- **THE REQUEST**:
How many lines in the listing below contain the string "base"? Reply with the number alone.

>>>

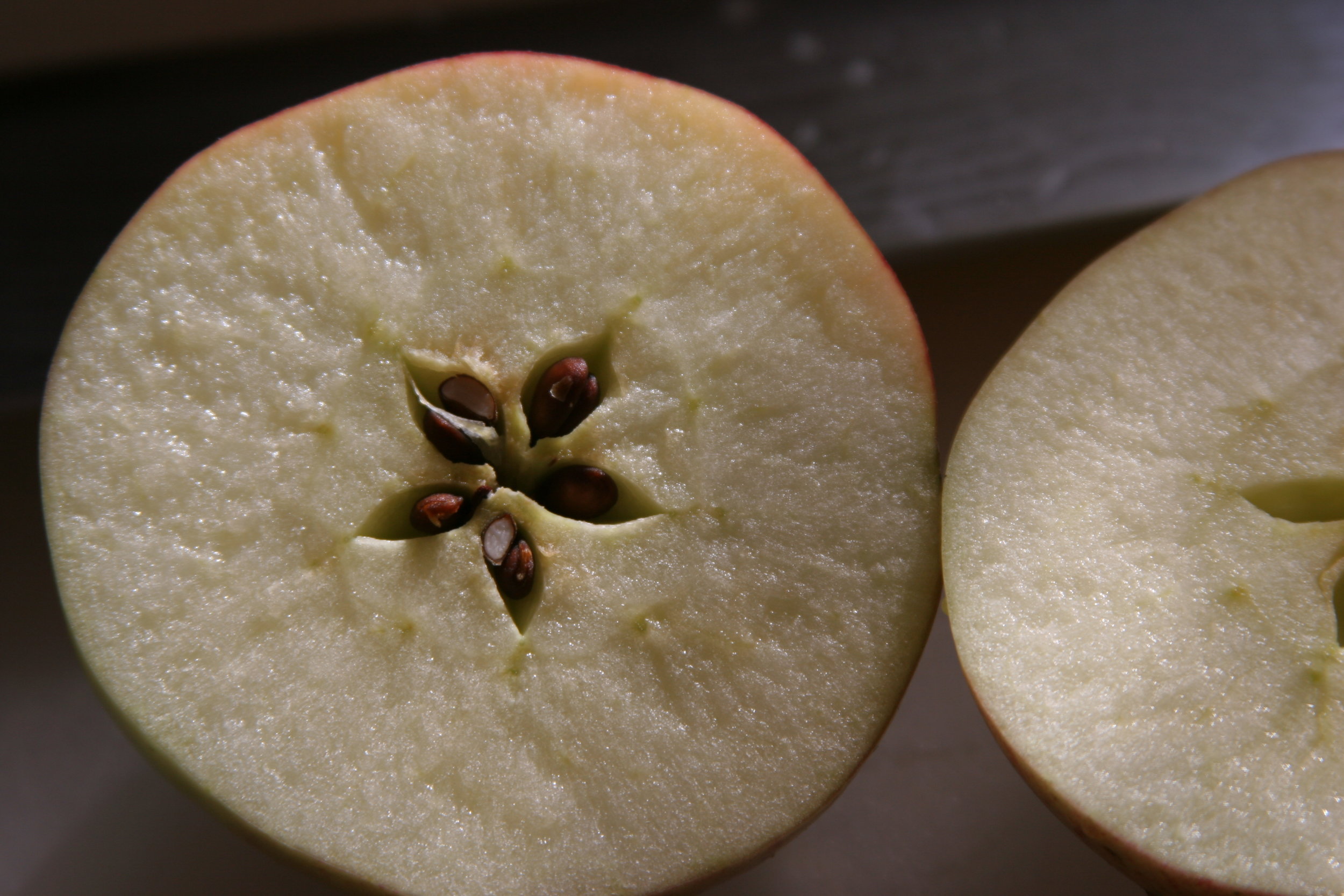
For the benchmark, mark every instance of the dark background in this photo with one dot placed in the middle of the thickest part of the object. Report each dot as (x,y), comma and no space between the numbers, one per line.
(991,148)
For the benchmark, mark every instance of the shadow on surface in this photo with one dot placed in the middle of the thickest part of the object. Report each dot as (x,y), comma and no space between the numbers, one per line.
(975,299)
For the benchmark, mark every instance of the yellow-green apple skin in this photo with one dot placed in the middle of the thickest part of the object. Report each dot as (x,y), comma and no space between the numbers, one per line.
(1143,542)
(233,437)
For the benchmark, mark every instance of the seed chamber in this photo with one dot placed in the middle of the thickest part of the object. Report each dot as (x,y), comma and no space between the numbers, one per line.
(511,460)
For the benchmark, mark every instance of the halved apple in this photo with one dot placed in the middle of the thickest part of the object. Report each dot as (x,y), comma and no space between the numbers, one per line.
(1144,543)
(238,464)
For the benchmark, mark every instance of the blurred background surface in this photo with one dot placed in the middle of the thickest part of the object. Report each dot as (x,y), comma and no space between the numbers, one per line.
(991,147)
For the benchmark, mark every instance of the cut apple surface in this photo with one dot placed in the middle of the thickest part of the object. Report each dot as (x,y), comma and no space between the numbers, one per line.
(1144,543)
(339,313)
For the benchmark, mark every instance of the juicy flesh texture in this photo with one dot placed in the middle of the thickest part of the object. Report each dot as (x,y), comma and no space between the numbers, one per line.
(229,406)
(1157,648)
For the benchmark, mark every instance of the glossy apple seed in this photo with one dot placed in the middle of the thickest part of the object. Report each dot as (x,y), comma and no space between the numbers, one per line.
(515,577)
(565,396)
(451,441)
(468,397)
(578,492)
(440,512)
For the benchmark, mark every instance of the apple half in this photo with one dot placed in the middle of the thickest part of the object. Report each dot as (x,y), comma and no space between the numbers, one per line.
(1144,543)
(237,434)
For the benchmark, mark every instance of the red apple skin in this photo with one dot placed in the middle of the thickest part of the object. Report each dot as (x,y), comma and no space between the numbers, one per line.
(338,876)
(1149,872)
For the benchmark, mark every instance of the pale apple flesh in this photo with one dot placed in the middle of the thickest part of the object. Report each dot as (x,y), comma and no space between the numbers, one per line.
(233,429)
(1143,543)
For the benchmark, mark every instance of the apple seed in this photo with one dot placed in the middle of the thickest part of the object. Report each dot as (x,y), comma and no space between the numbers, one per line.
(578,492)
(451,441)
(565,396)
(515,577)
(440,512)
(468,397)
(496,539)
(509,556)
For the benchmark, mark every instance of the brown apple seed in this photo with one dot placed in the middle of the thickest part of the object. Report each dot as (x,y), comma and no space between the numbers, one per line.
(565,396)
(468,397)
(578,492)
(451,441)
(515,575)
(440,512)
(498,537)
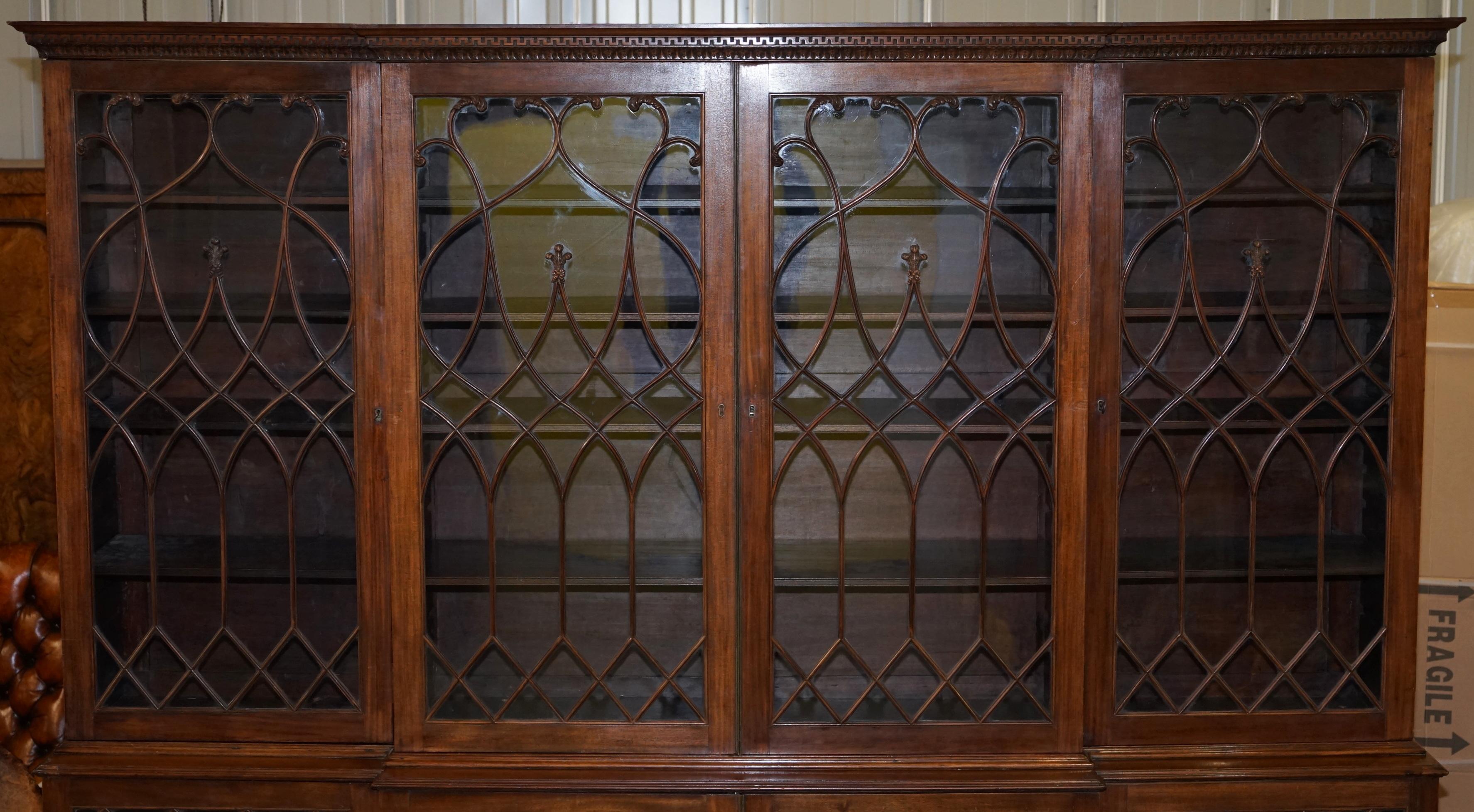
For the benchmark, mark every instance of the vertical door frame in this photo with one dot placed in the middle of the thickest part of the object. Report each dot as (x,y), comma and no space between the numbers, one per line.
(1072,83)
(712,83)
(62,82)
(1119,82)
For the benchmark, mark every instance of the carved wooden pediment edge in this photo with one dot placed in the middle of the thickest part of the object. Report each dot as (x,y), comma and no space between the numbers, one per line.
(810,43)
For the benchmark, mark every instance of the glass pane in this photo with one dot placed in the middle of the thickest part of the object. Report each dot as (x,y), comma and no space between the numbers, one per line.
(1256,385)
(562,409)
(219,348)
(915,278)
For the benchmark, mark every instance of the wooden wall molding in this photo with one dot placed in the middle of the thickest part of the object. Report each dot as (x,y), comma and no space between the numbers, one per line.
(742,43)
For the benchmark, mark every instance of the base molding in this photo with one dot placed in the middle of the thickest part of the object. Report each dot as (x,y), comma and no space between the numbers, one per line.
(1093,771)
(739,774)
(1259,763)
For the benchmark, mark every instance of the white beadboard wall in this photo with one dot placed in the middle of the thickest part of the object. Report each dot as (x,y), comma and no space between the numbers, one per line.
(1454,147)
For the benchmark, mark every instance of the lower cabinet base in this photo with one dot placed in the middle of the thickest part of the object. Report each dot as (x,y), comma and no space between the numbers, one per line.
(135,777)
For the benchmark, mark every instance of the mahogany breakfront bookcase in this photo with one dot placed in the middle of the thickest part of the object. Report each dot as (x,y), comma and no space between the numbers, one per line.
(668,419)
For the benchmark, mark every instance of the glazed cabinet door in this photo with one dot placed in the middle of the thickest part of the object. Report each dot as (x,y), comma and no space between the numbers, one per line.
(910,357)
(211,276)
(1264,326)
(562,314)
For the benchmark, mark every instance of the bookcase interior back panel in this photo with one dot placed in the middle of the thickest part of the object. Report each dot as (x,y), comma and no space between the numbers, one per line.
(561,367)
(220,400)
(913,397)
(1256,397)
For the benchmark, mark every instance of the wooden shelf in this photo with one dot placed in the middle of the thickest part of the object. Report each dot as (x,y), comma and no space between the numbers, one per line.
(250,558)
(1230,306)
(912,429)
(614,429)
(247,308)
(602,584)
(182,200)
(1274,558)
(892,584)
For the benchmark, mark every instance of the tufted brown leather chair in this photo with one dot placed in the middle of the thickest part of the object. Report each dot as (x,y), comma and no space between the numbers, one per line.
(32,690)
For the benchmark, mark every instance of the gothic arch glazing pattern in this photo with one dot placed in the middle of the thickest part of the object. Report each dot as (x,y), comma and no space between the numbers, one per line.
(1256,396)
(220,400)
(915,340)
(561,372)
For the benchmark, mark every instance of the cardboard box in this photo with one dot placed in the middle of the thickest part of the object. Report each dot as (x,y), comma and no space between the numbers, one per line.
(1444,711)
(1445,702)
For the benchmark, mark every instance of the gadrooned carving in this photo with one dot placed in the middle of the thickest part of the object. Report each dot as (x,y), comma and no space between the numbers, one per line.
(945,43)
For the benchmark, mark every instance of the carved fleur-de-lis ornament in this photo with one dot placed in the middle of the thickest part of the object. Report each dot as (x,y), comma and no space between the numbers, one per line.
(1256,255)
(559,260)
(216,251)
(913,260)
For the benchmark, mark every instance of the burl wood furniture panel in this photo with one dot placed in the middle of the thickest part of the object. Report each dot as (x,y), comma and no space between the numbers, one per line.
(805,418)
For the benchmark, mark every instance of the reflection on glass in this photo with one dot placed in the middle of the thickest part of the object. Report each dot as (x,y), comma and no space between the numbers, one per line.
(562,409)
(1255,401)
(915,276)
(219,347)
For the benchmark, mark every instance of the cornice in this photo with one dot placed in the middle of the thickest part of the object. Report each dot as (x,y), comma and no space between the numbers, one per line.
(741,43)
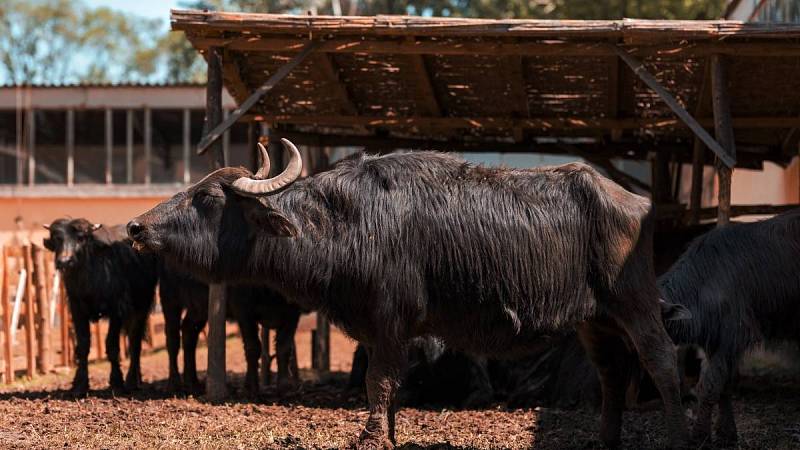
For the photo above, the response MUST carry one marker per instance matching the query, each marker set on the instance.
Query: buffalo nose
(135, 230)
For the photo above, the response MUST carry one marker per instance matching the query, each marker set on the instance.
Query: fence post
(30, 300)
(43, 361)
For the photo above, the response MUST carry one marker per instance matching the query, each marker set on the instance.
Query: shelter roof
(506, 85)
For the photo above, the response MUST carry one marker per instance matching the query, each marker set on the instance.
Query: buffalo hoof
(80, 388)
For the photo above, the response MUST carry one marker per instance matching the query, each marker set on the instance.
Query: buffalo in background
(104, 277)
(248, 305)
(492, 261)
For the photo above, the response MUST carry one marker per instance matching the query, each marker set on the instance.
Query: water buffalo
(490, 260)
(250, 306)
(741, 286)
(104, 277)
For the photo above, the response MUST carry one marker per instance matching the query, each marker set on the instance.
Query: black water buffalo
(741, 285)
(104, 277)
(490, 260)
(250, 306)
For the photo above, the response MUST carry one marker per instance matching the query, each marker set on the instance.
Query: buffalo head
(210, 228)
(68, 239)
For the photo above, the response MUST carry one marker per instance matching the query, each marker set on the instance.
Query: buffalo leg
(610, 357)
(726, 423)
(284, 347)
(709, 392)
(135, 336)
(659, 358)
(248, 327)
(112, 353)
(383, 379)
(172, 328)
(80, 384)
(190, 331)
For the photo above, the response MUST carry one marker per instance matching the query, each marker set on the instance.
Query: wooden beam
(109, 128)
(699, 149)
(279, 75)
(723, 127)
(327, 67)
(216, 387)
(495, 47)
(70, 142)
(639, 69)
(424, 92)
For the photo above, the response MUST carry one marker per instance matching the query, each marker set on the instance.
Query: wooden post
(216, 389)
(44, 360)
(723, 127)
(7, 344)
(266, 362)
(30, 299)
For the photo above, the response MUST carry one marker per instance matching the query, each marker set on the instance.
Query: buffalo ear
(674, 311)
(270, 220)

<<<

- **RESULT**:
2